## TEXT PROVIDED
▬▬▬▬▬▬▬▬▬▬

After two hours of climbing the road finally dips downward, but only briefly. A chance to cool myself down slightly before it ramps up again for another 20 minutes of toil against gravity. At last, a steep descent leads me all the way to the town of Zabljak and my GPS unit guides me to the unassuming hotel that is Checkpoint 4, where race crew offer an enthusiastic welcome. I pick up my fourth stamp with 43 minutes to spare.

Zabljak food
All the yellow things.

Despite looking forward to reaching the checkpoint, once the initial joy had passed I was overcome with embarrassment at my performance. It sounds silly writing this now but I felt ashamed of the amount of rest I’d taken. There was guilt about the number of hotels I’d used, as if my sickness was just an excuse for being too soft. I’d clawed back 15 places since the low point in Cortina, but I’d been hoping for more before picking up this chest infection.

I cruised into the town proper to find some food and a chemist. Two OJs, a risotto, a carbonara, two ice creams, two packs of ibuprofen and more throat lozenges. That was the final checkpoint so the next target was Turkey. Asia. The finish line.

Zabljak heading south east
Kosovo – a day’s ride in that direction.

Descending out of the mountains it was head down for the next four hours, into the evening. An efficient petrol station raid and then back in the saddle for a final hour to the major town of Berane, arriving at 10pm. The night air was again damp and the next part of the route involved climbing two high mountains to the Kosovan border. The internal debate over whether to continue or to rest here didn’t take too long.

TCR Day 12 profile

I was the third rider to check into this hotel tonight; an obvious choice given it’s location and gaudy lighting drawing us in like moths. I limped to the room (why is it always on the top floor!), plugged everything in to charge and then shuffled back down to the restaurant and joined my fellow riders for dinner. We talked about the deadly storm up ahead in Skopje, Macedonia, which had claimed 21 lives and destroyed infrastructure. We knew it was at least passable as the race map showed a few riders’ traces passing through earlier today.

▬▬▬▬▬▬▬▬▬▬

## EXTRACTED RECORDS
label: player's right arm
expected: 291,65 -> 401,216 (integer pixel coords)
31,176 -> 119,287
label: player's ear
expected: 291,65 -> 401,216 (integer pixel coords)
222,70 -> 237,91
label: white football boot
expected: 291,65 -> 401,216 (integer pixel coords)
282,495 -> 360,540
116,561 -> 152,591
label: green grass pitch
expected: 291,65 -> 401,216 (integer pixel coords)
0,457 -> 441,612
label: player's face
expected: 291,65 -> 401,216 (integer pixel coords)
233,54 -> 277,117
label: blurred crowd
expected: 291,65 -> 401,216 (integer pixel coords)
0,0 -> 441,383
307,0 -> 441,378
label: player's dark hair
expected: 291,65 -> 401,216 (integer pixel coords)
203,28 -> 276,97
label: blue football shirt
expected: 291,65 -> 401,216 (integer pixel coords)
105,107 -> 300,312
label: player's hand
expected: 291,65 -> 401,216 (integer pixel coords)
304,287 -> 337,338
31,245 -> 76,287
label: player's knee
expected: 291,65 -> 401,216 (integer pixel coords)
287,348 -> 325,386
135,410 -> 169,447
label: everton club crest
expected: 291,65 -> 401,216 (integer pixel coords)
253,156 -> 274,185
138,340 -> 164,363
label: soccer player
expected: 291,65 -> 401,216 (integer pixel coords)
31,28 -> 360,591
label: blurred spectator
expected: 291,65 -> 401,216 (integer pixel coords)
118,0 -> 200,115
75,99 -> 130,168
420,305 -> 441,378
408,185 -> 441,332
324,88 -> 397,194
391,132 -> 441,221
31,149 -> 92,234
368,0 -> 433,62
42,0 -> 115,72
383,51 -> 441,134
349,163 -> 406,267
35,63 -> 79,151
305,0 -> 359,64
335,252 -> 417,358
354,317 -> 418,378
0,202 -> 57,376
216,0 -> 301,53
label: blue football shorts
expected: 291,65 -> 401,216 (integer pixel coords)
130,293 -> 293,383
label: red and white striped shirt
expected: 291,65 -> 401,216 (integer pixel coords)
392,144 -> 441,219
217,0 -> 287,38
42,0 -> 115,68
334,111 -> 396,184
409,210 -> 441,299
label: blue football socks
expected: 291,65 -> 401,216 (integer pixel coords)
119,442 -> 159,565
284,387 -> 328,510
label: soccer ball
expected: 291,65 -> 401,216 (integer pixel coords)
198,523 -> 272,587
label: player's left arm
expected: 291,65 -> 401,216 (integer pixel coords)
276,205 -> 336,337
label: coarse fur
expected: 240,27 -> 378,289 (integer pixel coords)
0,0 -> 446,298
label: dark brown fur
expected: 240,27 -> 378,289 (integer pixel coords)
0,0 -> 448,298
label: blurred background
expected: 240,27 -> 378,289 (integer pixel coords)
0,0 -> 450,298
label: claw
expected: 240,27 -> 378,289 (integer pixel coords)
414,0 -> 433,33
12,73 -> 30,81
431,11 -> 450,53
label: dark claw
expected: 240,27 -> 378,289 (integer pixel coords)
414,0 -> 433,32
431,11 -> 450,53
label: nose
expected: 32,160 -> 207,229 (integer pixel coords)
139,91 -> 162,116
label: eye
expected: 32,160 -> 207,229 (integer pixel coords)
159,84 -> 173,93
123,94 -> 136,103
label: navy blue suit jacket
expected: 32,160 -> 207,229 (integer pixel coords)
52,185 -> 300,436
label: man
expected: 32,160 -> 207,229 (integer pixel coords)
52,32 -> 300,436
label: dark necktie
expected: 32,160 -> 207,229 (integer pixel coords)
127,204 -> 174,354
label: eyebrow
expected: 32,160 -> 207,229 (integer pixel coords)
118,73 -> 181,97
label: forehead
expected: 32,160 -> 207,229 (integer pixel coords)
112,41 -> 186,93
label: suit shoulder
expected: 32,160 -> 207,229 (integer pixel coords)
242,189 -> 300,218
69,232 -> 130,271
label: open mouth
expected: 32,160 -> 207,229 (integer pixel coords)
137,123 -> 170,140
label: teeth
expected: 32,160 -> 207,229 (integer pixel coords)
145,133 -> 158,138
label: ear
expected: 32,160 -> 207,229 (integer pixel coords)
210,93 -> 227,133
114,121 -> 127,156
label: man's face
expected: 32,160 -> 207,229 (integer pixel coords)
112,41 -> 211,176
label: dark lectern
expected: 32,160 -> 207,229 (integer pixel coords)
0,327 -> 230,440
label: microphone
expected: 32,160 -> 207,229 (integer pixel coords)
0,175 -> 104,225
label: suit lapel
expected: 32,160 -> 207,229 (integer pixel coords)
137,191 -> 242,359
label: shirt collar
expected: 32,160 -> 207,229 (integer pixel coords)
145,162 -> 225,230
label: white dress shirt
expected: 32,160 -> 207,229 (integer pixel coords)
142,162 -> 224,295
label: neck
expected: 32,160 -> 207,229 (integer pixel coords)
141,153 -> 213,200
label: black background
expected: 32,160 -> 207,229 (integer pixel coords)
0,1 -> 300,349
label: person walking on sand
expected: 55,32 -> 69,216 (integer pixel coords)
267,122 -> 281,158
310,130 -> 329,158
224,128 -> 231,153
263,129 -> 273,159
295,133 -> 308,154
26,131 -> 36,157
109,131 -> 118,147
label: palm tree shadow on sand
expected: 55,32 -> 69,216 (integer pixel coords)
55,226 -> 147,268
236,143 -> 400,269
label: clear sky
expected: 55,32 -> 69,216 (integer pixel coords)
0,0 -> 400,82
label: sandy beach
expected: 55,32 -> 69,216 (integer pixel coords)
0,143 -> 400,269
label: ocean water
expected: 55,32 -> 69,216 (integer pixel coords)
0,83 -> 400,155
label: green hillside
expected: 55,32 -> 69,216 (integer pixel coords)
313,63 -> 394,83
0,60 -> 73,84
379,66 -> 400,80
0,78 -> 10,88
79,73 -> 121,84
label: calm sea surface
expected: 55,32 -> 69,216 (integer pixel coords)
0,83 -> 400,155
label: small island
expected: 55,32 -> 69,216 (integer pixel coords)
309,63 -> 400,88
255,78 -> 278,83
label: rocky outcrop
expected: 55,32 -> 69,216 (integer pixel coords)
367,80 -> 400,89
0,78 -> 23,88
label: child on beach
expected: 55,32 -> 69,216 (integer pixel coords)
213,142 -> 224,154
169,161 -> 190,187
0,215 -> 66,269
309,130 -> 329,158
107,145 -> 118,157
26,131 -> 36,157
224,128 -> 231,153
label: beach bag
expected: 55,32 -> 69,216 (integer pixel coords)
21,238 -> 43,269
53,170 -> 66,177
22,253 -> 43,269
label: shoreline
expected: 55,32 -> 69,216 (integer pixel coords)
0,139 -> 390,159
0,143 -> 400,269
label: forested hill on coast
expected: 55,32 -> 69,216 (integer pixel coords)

▬▬▬▬▬▬▬▬▬▬

## PROBLEM
In the cycling race account, how much time did the rider have to spare when picking up the fourth stamp?

## PROBLEM SOLUTION
43 minutes.